Goal 1 ▸ Please list the usernames that appear in the post headers of the forum thread below.

[BEGIN Source text]

# Senkei: Senbonzakura Kageyoshi - Who was the first?



## Shunsuii (Sep 12, 2006)

K, I was reading some old chapters and when Byakuya uses Annihilationscape Senbonzakura Kageyoshi (Where the fighters are surronded by a thousand blades) he said that Ichigo was the second to see it. Im wondering if the 1st person will be introduce soon. I say its Urahara Kisuke, since he's so mysterious and the reason he was banded from SS hasnt been told yet.


----------



## Shinoda_Ex (Sep 12, 2006)

I'm pretty sure what Byakuya meant was that no one has pushed him to that limit. Thus, the first guy, we can safely assume, is dead. After all, no point in bragging about an ability that can't seem to kill anyone right?


----------



## blazingshadow (Sep 13, 2006)

why would they introduce a character that has nothing to do with the story? if kubo decides to make character gaidens then maybe we could see who byakuya fought and who kenpachi defeated to become the captain of the 11th division


----------



## Shizor (Sep 13, 2006)

Urahara was banned for making that untrackable, reiatsu-sucking Gigai.

I swear people fell asleep during Aizen's speech at the end of the SS arc...


----------



## chauronity (Sep 13, 2006)

[END Source text]

Goal 2 ▸ Count the lines in the rows below that contain the word "short". Give only the number.

[BEGIN Input rows]

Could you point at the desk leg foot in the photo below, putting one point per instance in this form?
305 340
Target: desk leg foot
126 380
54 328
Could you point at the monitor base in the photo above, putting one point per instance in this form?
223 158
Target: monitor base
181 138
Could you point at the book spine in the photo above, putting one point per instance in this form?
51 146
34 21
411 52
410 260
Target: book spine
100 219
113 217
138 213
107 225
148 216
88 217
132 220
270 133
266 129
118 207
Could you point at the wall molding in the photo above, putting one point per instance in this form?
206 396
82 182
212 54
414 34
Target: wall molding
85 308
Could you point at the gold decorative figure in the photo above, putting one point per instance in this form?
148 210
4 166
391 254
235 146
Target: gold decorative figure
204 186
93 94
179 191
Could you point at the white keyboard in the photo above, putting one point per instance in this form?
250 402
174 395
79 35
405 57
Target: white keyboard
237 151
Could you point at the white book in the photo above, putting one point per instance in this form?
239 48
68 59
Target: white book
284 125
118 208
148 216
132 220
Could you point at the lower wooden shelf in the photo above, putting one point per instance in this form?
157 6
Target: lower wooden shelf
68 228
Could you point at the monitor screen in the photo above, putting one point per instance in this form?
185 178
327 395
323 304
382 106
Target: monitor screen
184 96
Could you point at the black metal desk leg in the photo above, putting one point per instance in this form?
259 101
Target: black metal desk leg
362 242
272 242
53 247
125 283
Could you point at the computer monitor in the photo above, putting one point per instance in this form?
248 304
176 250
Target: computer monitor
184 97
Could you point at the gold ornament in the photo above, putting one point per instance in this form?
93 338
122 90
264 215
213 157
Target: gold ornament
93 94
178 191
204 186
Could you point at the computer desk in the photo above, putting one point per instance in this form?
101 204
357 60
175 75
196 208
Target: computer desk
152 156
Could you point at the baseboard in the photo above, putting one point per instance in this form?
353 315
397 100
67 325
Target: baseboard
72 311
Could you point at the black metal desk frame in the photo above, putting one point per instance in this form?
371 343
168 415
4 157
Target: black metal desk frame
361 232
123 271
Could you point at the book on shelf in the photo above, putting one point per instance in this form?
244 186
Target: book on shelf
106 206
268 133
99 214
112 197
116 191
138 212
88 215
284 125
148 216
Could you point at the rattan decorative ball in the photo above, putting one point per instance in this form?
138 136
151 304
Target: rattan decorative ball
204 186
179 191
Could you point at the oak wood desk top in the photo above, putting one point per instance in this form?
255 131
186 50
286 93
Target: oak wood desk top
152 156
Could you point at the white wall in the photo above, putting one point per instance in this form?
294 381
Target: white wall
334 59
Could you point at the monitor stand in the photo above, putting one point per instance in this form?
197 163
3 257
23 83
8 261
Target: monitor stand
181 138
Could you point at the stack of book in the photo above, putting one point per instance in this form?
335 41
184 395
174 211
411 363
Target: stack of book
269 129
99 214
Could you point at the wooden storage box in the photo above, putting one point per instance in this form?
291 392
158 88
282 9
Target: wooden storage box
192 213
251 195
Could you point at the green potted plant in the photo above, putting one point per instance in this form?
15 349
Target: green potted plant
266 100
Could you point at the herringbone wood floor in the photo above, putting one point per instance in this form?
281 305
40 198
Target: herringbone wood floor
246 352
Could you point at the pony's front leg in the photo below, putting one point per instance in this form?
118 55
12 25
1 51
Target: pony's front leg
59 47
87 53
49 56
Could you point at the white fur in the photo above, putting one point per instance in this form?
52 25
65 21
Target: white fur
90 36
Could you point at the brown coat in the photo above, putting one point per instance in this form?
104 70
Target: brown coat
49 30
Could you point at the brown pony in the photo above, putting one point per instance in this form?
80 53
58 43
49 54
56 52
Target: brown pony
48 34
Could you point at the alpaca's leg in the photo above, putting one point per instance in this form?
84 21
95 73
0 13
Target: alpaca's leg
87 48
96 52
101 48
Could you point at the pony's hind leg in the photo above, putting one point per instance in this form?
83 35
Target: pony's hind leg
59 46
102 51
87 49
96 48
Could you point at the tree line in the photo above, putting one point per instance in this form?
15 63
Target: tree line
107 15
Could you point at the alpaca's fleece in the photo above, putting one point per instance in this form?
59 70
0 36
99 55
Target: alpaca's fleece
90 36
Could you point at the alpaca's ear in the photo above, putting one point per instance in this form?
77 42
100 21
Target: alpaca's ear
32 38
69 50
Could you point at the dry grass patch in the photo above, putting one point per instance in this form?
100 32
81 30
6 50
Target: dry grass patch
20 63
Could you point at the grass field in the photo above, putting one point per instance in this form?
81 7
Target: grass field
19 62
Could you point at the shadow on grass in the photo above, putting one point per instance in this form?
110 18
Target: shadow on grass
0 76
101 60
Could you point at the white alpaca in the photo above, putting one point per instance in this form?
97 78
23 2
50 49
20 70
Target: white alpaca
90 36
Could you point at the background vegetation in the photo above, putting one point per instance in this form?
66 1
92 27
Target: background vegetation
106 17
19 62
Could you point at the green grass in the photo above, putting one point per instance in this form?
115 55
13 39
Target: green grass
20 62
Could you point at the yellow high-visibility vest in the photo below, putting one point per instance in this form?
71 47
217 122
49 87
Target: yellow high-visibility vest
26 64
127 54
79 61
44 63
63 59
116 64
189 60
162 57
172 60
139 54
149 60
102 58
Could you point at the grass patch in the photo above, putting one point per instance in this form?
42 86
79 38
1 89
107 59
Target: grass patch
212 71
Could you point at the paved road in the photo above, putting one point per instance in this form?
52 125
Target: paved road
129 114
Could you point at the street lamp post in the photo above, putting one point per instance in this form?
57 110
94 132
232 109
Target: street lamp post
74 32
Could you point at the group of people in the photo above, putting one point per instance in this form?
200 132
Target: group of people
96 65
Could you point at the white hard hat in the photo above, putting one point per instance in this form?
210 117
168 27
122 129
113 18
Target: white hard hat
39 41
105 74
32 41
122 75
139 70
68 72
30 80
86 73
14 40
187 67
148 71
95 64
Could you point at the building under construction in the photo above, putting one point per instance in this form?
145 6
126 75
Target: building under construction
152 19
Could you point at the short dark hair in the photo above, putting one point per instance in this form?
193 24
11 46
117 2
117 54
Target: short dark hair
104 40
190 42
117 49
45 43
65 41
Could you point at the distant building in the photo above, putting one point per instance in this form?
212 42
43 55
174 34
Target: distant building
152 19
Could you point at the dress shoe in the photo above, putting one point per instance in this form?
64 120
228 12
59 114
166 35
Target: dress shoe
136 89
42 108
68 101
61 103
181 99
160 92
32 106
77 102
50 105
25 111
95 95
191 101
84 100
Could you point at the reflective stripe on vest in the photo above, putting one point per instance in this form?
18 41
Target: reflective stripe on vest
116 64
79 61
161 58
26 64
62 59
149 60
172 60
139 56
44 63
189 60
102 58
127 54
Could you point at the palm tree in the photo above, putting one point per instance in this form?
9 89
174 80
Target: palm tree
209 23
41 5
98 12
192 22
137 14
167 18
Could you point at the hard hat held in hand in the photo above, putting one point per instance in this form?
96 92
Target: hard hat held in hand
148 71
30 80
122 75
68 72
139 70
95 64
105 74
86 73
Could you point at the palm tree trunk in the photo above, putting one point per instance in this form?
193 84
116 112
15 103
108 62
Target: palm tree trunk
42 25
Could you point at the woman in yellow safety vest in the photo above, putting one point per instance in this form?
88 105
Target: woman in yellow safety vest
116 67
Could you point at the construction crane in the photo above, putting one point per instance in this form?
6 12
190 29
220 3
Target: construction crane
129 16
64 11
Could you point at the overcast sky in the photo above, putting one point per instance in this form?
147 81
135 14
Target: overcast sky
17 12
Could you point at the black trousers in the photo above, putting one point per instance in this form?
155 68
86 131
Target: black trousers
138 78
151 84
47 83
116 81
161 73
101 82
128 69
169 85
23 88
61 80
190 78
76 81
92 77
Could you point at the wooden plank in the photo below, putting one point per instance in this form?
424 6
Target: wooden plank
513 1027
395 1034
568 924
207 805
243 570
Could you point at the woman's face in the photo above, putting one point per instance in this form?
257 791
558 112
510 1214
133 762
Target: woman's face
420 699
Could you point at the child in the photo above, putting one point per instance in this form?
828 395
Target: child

[END Input rows]

Exercise result 1 ▸
Shunsuii
Shinoda_Ex
blazingshadow
Shizor
chauronity

Exercise result 2 ▸ 2